* _What to do_
Print the line that contains "Could you please indicate the deer's ear" and every line that follows it in the data below, ending with the final line; include nothing else.

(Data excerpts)
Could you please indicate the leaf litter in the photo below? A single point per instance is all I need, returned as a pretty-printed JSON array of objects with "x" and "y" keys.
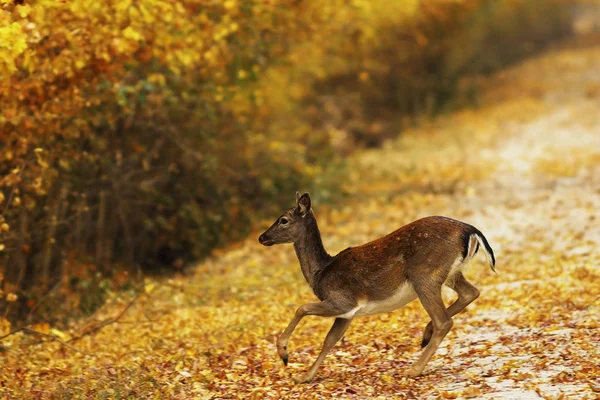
[{"x": 523, "y": 167}]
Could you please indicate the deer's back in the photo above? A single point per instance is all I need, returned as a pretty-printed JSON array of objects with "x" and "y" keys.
[{"x": 376, "y": 270}]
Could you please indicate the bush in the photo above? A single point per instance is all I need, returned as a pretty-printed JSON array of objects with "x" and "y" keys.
[{"x": 144, "y": 134}]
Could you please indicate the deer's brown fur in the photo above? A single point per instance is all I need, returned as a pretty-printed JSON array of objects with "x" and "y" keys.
[{"x": 379, "y": 276}]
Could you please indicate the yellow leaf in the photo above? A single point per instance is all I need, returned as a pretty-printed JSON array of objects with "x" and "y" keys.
[
  {"x": 130, "y": 33},
  {"x": 24, "y": 10},
  {"x": 149, "y": 287},
  {"x": 59, "y": 333}
]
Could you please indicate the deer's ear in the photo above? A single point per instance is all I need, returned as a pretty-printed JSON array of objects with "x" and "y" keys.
[{"x": 303, "y": 204}]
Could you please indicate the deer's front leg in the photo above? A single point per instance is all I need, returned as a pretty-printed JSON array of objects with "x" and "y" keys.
[
  {"x": 322, "y": 309},
  {"x": 335, "y": 333}
]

* _The completed task_
Could you please indicate the deer's ear in the photo above? A single point per instance is all I need, returned as a pretty-printed JSON array of objects with "x" and "y" keys.
[{"x": 303, "y": 204}]
Could you please indicate the deer's front leg in the photo above? A single point per instance is all I need, returned as a pretty-printed JSON array of objects with "x" and "y" keys.
[
  {"x": 322, "y": 309},
  {"x": 335, "y": 333}
]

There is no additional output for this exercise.